▸ CONSIGNA
Reproduce palabra por palabra, por favor, todo el texto proporcionado.

▸ TEXTO PROPORCIONADO
┌────────

LA CONFIANZA
“Cogito, ergo sum”,
esta es la cuestión. Pensar o no pensar, equivaldría aquí la célebre frase
cartesiana. Porque, muchas veces nos enredamos con el pensamiento…a base de no
pensar. ¿Pensar, el qué? Sencillamente esto: que todo discurre en el sujeto y
por tanto lo que sucede es cómo me posiciono ante el objeto.
Quiero decir: las cosas
son lo que son, pero yo me entenderé con ella desde mi percepción. Esto es, la
traducción que del objeto haga inteligentemente. Pero, es obvio que para este
menester se impone pensar. Parodiando a Shakespeare podríamos recitar: “Pensar
o no pensar, esa es la cuestión”. Y a base de dejarnos manipular por los medios
de comunicación, que todo nos lo dan hecho, el no-pensar va paso de convertirse
en un deporte nacional. (Si no, díganme ese maligno proyecto de abandonar el
entendimiento del aprendizaje para delegar el conocimiento en la Wikipedia de
turno)

└────────

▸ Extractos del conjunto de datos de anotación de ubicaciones
┌────────

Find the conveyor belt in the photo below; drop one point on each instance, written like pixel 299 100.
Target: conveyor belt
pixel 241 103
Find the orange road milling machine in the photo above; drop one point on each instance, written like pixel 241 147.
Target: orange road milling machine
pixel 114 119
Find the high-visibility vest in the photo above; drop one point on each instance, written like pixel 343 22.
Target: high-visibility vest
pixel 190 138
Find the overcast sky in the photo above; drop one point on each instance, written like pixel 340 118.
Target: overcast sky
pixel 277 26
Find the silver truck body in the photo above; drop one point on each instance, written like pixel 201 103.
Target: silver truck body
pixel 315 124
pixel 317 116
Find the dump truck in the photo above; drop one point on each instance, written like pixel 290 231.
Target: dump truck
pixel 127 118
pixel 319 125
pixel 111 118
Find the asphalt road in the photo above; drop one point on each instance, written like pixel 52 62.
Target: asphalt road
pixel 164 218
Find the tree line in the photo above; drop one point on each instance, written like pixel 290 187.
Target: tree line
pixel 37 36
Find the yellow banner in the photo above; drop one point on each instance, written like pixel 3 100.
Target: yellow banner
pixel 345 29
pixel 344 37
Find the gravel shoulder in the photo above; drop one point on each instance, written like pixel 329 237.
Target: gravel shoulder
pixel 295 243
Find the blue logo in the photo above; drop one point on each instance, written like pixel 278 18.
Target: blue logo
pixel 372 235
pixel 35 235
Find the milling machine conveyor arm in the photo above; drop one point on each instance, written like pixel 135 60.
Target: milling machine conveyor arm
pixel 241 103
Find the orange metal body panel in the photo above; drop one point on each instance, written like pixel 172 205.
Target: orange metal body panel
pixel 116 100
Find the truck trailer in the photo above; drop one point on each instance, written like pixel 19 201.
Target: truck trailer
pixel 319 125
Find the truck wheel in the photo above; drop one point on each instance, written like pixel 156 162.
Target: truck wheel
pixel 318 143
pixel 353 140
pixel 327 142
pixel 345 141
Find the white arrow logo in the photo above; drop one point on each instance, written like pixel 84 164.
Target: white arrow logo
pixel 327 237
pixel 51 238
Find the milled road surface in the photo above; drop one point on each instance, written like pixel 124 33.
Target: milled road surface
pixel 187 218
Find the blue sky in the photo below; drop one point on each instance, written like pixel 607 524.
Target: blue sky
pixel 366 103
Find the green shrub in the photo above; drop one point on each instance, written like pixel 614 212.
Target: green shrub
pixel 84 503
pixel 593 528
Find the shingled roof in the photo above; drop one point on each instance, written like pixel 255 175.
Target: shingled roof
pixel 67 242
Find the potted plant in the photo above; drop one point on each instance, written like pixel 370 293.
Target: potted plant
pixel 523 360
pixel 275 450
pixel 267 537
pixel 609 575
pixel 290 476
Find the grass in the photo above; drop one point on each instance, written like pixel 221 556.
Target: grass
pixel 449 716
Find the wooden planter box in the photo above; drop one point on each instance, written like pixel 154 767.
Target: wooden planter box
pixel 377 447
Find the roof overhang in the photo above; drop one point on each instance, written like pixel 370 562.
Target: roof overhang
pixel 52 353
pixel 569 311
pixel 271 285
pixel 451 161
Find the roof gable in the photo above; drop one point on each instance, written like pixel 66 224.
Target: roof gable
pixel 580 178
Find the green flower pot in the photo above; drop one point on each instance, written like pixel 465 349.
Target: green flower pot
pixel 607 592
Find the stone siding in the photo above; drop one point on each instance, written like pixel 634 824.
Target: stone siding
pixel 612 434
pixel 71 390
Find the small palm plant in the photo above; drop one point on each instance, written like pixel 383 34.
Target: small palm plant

└────────

▸ RESPUESTA FINAL
LA CONFIANZA
“Cogito, ergo sum”,
esta es la cuestión. Pensar o no pensar, equivaldría aquí la célebre frase
cartesiana. Porque, muchas veces nos enredamos con el pensamiento…a base de no
pensar. ¿Pensar, el qué? Sencillamente esto: que todo discurre en el sujeto y
por tanto lo que sucede es cómo me posiciono ante el objeto.
Quiero decir: las cosas
son lo que son, pero yo me entenderé con ella desde mi percepción. Esto es, la
traducción que del objeto haga inteligentemente. Pero, es obvio que para este
menester se impone pensar. Parodiando a Shakespeare podríamos recitar: “Pensar
o no pensar, esa es la cuestión”. Y a base de dejarnos manipular por los medios
de comunicación, que todo nos lo dan hecho, el no-pensar va paso de convertirse
en un deporte nacional. (Si no, díganme ese maligno proyecto de abandonar el
entendimiento del aprendizaje para delegar el conocimiento en la Wikipedia de
turno)